╔══
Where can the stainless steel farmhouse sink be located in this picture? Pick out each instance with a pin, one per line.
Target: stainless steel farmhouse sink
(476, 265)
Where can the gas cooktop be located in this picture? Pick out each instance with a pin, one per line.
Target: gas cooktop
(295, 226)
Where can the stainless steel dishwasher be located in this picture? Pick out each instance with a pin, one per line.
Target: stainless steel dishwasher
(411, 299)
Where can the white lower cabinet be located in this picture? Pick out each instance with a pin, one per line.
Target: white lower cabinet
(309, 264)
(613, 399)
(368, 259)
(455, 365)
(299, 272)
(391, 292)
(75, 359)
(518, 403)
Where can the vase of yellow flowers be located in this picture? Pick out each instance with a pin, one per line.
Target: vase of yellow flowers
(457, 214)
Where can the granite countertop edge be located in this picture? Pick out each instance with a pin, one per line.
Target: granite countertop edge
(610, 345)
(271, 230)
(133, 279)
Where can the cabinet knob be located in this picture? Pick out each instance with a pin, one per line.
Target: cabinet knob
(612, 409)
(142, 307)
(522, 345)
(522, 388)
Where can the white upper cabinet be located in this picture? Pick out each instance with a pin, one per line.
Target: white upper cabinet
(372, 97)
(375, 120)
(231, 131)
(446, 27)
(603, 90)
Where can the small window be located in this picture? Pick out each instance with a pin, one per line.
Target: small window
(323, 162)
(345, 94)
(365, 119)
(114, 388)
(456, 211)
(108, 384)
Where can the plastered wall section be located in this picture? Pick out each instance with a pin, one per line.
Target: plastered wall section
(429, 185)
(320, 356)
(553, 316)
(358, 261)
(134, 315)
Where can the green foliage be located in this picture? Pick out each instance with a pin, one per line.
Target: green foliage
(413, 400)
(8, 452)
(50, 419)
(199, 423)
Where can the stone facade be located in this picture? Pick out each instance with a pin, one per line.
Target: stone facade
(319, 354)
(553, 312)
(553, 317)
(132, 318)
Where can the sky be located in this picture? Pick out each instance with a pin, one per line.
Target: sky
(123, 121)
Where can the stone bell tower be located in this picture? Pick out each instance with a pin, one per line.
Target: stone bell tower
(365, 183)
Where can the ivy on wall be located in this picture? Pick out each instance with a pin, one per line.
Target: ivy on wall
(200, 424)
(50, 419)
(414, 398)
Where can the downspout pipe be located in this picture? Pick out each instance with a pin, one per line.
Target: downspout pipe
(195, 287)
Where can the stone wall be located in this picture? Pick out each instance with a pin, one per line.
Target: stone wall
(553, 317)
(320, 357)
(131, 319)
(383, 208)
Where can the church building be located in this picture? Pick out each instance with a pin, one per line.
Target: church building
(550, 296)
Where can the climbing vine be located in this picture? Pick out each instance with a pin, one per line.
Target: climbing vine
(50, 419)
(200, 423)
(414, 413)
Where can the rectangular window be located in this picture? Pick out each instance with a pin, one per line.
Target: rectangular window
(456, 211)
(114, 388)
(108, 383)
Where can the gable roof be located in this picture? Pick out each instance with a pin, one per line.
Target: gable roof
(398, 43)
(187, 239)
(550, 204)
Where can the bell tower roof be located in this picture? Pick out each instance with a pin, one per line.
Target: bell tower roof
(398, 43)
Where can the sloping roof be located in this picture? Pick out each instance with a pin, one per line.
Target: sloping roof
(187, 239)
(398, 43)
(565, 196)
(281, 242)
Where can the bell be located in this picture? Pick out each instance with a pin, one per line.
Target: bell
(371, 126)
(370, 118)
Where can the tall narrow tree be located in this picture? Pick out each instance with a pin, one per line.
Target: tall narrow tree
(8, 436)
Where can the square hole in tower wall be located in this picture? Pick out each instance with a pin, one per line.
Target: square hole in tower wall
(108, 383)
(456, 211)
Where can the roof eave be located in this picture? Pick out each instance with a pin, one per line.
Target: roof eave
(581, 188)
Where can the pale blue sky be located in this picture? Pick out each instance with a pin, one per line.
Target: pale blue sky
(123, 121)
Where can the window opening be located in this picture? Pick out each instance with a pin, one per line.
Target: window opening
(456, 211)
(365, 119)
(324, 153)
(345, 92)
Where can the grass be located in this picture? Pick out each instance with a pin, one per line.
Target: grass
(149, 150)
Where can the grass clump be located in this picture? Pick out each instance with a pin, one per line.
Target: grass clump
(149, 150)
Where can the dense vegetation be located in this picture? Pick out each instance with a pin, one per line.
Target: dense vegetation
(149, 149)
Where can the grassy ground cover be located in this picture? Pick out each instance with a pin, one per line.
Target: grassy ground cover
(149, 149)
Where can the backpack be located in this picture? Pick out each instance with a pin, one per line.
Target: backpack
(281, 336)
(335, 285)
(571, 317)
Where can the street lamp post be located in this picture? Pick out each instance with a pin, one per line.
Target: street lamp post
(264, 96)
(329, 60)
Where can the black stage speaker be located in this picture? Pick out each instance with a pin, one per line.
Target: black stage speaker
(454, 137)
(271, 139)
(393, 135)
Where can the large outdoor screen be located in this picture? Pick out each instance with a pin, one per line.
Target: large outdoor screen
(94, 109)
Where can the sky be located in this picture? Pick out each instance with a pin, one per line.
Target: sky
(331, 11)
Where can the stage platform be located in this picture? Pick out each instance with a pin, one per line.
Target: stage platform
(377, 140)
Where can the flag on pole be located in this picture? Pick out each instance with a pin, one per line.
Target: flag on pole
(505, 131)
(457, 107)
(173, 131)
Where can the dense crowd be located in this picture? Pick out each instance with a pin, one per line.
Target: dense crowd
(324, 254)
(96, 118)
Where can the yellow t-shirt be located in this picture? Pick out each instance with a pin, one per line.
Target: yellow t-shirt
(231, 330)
╚══
Output only the lines from the one containing "Where can the street" through the end of the material, please, exactly as they appear.

Where can the street lamp post be located in this picture? Pick out each instance with a pin, one per line.
Target: street lamp post
(264, 96)
(329, 60)
Where can the black stage speaker be located in this picture? Pick out each instance with a pin, one per line.
Target: black stage speaker
(454, 137)
(271, 139)
(393, 135)
Where can the large outdoor screen be located in this picture? Pick out each instance with a pin, one per line.
Target: large outdoor screen
(94, 109)
Where can the sky be located in this picture? Pick out each instance with a pin, one per line.
Target: sky
(331, 11)
Where can the stage platform be located in this picture? Pick out each instance with a pin, one per line.
Target: stage platform
(377, 140)
Where can the flag on pole be located in this picture? Pick out each instance with a pin, one per line.
Target: flag on pole
(505, 131)
(457, 107)
(173, 131)
Where can the dense crowd be located in this picture? Pick out each instance with a pin, one per line.
Target: dense crowd
(324, 254)
(96, 118)
Where can the yellow t-shirt be located in this picture? Pick out each instance with a pin, one per line.
Target: yellow t-shirt
(231, 330)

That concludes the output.